──────── Excerpt to read ────────

One of Utah’s indigenous languages — Navajo — has faced a precipitous decline in recent decades.
In 1980, 93% of Navajos spoke their native language. Thirty years later, that number had dipped to 51%. By 2030, the percentage of fluent speakers across the Navajo Nation could be as low as 10%.
On a macro-level, any Navajo language loss marks a cultural and linguistic emergency.
But the loss is also felt on individual levels.
There remain members of the Navajo Nation who speak only their ancestral tongue — and, with each decade, there are fewer people inside their own community with whom they can communicate.
It’s a crisis that Weber State University radiography student Kendra Ellison is witnessing firsthand.
While completing clinical hours at the Northern Navajo Medical Center in Shiprock, New Mexico, Ellison watched when non-English-speaking elders from her tribe arrived at the medical center seeking essential care.
Their faces often betrayed apprehension and fear, even during routine procedures such as X-rays and scans. Simple directions from nurses and technicians such as “Can you please lay flat?” or “Can you hold your breath?” often prompted confusion.
“There was a lack of Navajo translators whenever we would try to find someone to explain, in specific terms, something like a fluoroscopy procedure,” said Ellison, an Army veteran and Navajo Nation member.
“There was clearly a barrier that needed to be overcome.”
And the need for Navajo language skills is just as vital outside of the clinics.
Many elderly people live in remote corners of the vast Navajo Nation stretching across Utah, Arizona and New Mexico. During a medical emergency such as a heart attack or stroke, paramedics and EMTs are often the first to engage with patients. Again, medical-specific Navajo language resources can make a critical difference in delivering lifesaving care, said Ellison.
Such language skills can also improve medical care across the region in disciplines such as physical therapy and home health care.
When Ellison recently attended a gathering for aspiring indigenous female entrepreneurs called Project DreamCatcher, the Navajo elders and their language translation needs was still weighing heavy in her heart and mind.
She soon learned that elderly medical patients from other tribes were facing challenges similar to what she was witnessing in Shiprock.
Blending an impulse to serve her community with her newly acquired business start-up skills, Ellison decided to create an app or some other sort of electronic audio glossary language platform that would allow heath care workers without Navajo language skills to better communicate with their elderly non-English-speaking patients.
Ellison’s ideas and determination to serve others were fueled by supportive Weber State professors who embraced her vision.

──────── Stored data ────────

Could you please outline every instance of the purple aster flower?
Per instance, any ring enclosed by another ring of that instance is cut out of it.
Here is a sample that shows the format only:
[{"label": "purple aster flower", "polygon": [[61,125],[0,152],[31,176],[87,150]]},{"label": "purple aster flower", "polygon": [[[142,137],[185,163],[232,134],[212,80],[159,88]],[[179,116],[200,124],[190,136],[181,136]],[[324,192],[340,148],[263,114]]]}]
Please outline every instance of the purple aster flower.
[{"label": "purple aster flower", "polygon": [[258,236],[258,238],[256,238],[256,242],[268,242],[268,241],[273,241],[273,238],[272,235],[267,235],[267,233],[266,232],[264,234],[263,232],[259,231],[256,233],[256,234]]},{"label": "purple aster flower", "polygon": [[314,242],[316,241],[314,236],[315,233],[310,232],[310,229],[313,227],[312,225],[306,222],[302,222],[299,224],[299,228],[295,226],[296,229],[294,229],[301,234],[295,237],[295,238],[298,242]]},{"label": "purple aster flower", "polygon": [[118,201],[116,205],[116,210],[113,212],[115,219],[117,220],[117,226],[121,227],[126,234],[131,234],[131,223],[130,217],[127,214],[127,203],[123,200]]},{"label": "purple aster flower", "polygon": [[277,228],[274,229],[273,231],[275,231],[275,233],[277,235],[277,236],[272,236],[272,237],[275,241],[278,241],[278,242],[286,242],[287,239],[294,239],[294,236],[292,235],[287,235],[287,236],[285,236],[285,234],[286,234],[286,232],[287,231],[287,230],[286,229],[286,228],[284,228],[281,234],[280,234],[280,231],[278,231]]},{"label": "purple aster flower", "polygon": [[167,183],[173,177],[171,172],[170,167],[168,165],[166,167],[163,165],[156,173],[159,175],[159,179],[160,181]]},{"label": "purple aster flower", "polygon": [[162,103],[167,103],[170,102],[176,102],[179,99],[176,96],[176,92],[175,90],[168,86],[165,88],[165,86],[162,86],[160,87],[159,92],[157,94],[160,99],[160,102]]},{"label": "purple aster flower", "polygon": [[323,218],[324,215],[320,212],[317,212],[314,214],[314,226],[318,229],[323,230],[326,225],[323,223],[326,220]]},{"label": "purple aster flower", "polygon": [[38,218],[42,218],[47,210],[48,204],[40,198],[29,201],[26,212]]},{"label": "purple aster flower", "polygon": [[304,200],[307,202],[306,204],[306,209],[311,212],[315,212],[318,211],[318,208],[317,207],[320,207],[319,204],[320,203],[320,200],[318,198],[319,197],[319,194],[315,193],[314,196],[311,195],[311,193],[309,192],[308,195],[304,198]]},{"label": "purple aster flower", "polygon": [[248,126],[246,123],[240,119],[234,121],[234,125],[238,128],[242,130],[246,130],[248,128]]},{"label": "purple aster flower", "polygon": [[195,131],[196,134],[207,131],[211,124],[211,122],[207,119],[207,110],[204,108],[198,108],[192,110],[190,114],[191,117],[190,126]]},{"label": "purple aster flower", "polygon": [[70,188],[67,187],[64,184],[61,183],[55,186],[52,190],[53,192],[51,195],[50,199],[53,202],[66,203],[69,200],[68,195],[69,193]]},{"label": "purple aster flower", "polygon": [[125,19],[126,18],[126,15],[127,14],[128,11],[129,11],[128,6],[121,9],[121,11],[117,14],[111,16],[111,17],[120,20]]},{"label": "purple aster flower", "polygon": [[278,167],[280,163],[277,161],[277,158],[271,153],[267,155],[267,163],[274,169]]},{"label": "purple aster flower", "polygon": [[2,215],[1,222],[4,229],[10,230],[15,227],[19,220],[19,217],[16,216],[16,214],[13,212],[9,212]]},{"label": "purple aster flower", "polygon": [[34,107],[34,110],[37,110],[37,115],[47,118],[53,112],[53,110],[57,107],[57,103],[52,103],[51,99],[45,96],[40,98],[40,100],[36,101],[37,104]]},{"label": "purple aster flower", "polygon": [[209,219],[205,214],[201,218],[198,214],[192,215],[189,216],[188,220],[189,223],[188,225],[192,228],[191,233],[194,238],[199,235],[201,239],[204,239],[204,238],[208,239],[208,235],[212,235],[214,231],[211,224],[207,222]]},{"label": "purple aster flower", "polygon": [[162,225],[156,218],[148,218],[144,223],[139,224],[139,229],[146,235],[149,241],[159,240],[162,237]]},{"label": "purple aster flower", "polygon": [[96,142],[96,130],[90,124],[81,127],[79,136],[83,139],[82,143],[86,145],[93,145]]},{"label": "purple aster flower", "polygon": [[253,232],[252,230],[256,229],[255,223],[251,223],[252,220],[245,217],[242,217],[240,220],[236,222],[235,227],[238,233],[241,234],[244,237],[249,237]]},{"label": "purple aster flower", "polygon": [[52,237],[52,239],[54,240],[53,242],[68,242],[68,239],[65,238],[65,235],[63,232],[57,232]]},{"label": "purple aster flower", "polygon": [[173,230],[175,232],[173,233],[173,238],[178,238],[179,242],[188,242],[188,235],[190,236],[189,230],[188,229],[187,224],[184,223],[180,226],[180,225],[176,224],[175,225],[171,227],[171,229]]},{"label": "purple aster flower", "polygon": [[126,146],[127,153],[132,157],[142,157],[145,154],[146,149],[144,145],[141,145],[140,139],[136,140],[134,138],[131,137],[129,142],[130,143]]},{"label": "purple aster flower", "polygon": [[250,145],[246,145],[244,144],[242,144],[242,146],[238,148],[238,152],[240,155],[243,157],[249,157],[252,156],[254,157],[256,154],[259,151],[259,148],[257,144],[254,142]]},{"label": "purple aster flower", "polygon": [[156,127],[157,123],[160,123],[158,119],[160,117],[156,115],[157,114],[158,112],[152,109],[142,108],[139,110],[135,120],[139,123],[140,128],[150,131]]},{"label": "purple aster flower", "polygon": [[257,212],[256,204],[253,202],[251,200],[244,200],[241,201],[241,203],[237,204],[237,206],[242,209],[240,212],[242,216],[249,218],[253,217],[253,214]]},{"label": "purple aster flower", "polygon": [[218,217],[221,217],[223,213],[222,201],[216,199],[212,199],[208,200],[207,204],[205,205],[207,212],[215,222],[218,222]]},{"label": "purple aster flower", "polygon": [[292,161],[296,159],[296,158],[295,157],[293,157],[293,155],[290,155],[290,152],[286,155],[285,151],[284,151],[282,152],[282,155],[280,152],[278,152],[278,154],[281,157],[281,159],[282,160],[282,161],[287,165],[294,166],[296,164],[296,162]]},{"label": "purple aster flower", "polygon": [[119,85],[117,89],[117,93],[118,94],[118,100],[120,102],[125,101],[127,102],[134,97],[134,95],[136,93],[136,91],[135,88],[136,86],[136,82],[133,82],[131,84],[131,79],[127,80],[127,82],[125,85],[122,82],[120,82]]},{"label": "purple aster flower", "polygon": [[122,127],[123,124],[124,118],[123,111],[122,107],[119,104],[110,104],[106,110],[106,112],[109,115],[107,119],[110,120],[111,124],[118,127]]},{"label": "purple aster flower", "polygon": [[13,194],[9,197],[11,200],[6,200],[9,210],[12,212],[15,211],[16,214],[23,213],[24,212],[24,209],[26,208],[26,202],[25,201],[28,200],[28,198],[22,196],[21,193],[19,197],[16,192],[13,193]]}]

────────

* **Task item A**:
Below the records, reproduce the article on Navajo language loss word for word, starting at "On a macro-level, any" and continuing down to "seeking essential care.".
* **Task item B**:
According to the article on Navajo language loss, where did Kendra Ellison complete her clinical hours?
* **Task item C**:
Decide whether each statement agrees with the article on Navajo language loss, and support each yes or no with the deciding words quoted from the article. (i) In 1980, 93% of Navajos spoke their native language. (ii) Ellison is a Navy veteran. (iii) Project DreamCatcher was a gathering for aspiring indigenous male entrepreneurs.

* **Result A**:
On a macro-level, any Navajo language loss marks a cultural and linguistic emergency.
But the loss is also felt on individual levels.
There remain members of the Navajo Nation who speak only their ancestral tongue — and, with each decade, there are fewer people inside their own community with whom they can communicate.
It’s a crisis that Weber State University radiography student Kendra Ellison is witnessing firsthand.
While completing clinical hours at the Northern Navajo Medical Center in Shiprock, New Mexico, Ellison watched when non-English-speaking elders from her tribe arrived at the medical center seeking essential care.

* **Result B**:
At the Northern Navajo Medical Center in Shiprock, New Mexico.

* **Result C**:
(i) Yes: "In 1980, 93% of Navajos spoke their native language."
(ii) No: "an Army veteran and Navajo Nation member"
(iii) No: "a gathering for aspiring indigenous female entrepreneurs called Project DreamCatcher"